_TEXT EXCERPT:_
↓↓↓
WRITING KNOWHOW How Scrivener can help you manage big projects


Caroline Deacon takes us through some of the possibilities Scrivener offers to shape and manage the components of your rambling epic.


If you're working in Word, you might be used to working on individual chapters, but Scrivener allows you to get deeper within your story. Scrivener works best when you break your manuscript down into small chunks; chapters perhaps, but better still is to work with scenes. You'll still be able to view your whole manuscript as running copy if that’s the way you like to work, and you can group scenes together into chapters, just as you would do in Word. 

But the difference here is that Scrivener attaches an index card and a notebook to every chunk - every section of your manuscript. On the index card, you jot down a summary of that scene (Scrivener will do it for you if you are on a flow and don’t want to stop. You can come back and change it later to suit you). You can also add key words to the index cards. These could be used to identify which character’s p.o.v. you’re in, or it could help identify which timeline this scene belongs to. Maybe you could use keywords to indicate that a scene is action or backstory or dialogue.
↑↑↑
_BRIEF A:_
Write out the stretch of the Scrivener article from "But the difference" through "backstory or dialogue.".
_BRIEF B:_
Do these statements agree with the Scrivener article? Answer yes or no for each, quoting the words that decide it. (i) Scrivener works best with a manuscript split into small chunks. (ii) Scrivener gives an index card only to each chapter. (iii) In Scrivener you can no longer see the whole manuscript as running copy.
_BRIEF C:_
Carry on writing the Scrivener article from its last sentence.
The entries that come next can be left aside; nothing here depends on them.

_SUPPLIED MATERIAL:_
↓↓↓
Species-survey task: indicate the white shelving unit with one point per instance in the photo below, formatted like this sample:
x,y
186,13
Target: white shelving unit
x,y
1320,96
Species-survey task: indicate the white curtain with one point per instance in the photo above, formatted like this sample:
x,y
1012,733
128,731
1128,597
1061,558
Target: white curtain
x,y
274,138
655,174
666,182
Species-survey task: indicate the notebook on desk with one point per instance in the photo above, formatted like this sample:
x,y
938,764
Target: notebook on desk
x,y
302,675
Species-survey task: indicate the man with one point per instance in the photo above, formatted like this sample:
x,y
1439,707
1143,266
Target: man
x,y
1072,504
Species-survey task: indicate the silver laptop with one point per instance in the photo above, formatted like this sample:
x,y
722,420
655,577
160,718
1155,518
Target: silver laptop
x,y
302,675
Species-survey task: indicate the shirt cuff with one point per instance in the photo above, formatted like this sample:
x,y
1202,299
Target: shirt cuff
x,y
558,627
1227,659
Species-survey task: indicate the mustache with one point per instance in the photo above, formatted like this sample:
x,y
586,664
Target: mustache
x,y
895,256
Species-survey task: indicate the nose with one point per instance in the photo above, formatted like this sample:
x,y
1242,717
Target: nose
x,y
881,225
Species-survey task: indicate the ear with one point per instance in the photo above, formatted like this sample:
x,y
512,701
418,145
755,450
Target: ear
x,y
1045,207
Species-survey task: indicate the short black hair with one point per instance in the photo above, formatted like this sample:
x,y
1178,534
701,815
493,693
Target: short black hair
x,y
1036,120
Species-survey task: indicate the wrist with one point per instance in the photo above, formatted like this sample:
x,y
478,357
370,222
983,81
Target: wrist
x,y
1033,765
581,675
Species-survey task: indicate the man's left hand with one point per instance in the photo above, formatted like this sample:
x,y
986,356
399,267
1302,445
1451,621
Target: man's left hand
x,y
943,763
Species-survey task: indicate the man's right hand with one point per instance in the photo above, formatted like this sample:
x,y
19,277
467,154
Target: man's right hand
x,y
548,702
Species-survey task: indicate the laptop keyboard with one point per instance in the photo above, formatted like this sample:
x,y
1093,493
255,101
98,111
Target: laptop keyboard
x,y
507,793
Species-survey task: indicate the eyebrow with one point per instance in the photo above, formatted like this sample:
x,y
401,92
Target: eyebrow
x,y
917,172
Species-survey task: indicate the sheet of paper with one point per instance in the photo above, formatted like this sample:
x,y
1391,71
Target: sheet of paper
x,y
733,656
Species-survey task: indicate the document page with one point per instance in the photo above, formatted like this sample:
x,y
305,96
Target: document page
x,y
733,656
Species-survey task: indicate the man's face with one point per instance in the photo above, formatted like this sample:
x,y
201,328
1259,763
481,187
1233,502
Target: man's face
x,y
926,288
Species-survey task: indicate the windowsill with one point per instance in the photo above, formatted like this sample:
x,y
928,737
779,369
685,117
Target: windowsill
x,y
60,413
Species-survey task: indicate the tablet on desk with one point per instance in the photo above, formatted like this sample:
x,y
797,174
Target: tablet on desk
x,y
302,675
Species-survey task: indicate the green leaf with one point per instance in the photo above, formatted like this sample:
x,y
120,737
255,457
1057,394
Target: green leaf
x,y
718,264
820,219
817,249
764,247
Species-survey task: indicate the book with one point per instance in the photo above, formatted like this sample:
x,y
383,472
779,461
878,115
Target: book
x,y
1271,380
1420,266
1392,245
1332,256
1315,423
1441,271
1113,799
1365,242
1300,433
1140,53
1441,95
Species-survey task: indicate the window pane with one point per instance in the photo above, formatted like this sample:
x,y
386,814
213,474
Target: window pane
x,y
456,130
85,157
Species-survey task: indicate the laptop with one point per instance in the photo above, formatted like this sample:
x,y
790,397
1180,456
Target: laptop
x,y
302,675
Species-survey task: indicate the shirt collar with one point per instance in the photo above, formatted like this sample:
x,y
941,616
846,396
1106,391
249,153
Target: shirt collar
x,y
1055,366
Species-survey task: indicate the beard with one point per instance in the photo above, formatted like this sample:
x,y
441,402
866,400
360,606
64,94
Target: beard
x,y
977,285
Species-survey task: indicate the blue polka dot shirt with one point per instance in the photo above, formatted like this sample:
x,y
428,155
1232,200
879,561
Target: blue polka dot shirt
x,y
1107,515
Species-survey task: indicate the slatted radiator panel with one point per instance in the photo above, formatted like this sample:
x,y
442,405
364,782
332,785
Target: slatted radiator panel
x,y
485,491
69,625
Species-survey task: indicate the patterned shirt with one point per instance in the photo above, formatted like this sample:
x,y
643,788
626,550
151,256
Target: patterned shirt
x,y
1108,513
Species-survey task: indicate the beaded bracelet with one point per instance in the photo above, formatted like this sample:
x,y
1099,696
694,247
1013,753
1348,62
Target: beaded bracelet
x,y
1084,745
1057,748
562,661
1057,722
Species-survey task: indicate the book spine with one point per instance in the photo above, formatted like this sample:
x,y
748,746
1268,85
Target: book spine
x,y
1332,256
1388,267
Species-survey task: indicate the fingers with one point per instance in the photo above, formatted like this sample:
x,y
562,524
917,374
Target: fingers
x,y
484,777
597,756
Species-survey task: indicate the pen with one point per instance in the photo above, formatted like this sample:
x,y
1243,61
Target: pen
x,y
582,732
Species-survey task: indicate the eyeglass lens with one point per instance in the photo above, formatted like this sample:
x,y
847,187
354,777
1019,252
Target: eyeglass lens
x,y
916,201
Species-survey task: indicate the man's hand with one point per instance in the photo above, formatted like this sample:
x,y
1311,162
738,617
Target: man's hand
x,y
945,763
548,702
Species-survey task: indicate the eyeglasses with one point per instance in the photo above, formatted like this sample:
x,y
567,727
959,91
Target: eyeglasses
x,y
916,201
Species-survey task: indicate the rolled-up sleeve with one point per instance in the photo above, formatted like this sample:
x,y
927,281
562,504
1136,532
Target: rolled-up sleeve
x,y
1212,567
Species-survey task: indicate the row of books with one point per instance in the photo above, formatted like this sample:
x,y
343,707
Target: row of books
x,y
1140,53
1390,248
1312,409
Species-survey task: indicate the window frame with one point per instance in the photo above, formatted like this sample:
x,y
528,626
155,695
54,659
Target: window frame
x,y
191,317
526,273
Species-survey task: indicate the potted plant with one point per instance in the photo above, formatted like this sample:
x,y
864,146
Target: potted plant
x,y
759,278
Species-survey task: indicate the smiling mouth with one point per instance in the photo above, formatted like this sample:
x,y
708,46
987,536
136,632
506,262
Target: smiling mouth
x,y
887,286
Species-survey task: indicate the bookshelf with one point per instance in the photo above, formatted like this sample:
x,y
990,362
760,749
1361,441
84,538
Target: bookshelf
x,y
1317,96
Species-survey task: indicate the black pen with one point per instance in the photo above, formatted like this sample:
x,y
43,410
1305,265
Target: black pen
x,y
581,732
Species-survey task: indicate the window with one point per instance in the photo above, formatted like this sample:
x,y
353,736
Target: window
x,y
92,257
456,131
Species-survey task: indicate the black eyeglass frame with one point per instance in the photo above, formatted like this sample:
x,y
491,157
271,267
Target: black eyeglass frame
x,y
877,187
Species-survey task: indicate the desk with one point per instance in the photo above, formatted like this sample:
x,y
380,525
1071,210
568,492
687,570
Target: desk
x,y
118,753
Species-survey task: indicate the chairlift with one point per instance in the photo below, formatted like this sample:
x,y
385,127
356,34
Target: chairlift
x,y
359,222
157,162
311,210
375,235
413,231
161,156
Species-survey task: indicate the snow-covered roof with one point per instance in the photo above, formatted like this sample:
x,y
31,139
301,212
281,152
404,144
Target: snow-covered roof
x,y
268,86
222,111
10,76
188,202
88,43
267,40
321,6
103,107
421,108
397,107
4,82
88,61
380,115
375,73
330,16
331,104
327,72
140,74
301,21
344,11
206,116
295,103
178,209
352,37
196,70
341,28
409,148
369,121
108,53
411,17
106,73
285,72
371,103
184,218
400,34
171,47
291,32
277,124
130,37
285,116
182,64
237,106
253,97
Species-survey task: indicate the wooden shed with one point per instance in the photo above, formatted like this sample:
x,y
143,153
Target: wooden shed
↑↑↑
_EXERCISE RESULT A:_
But the difference here is that Scrivener attaches an index card and a notebook to every chunk - every section of your manuscript. On the index card, you jot down a summary of that scene (Scrivener will do it for you if you are on a flow and don’t want to stop. You can come back and change it later to suit you). You can also add key words to the index cards. These could be used to identify which character’s p.o.v. you’re in, or it could help identify which timeline this scene belongs to. Maybe you could use keywords to indicate that a scene is action or backstory or dialogue.

_EXERCISE RESULT B:_
(i) Yes: "Scrivener works best when you break your manuscript down into small chunks"
(ii) No: "Scrivener attaches an index card and a notebook to every chunk - every section of your manuscript"
(iii) No: "You'll still be able to view your whole manuscript as running copy if that’s the way you like to work"

_EXERCISE RESULT C:_
I like to colour code my index cards. You can also clip photos to your index cards. In the notes section for each scene you might put links to relevant research, links to other sections of the book (or even to other books you’ve written if you want), thoughts about what to do next, bits of handy information; there’s no limit. I put dates on there, to make sure my timeline is working, and thoughts such as “needs more drama”. The notes sit alongside the document when you’re writing, in addition to footnotes and comments, which you can use to highlight particular individual words or phrases (for example, "check this fact"). Then Scrivener will arrange the index cards on a cork-board, allowing you a fabulous overview of your whole book, an overview which would involve several hours of reading and re-reading when working in Word. 


You can find part 1 of this series on Scrivener here and part 2 here.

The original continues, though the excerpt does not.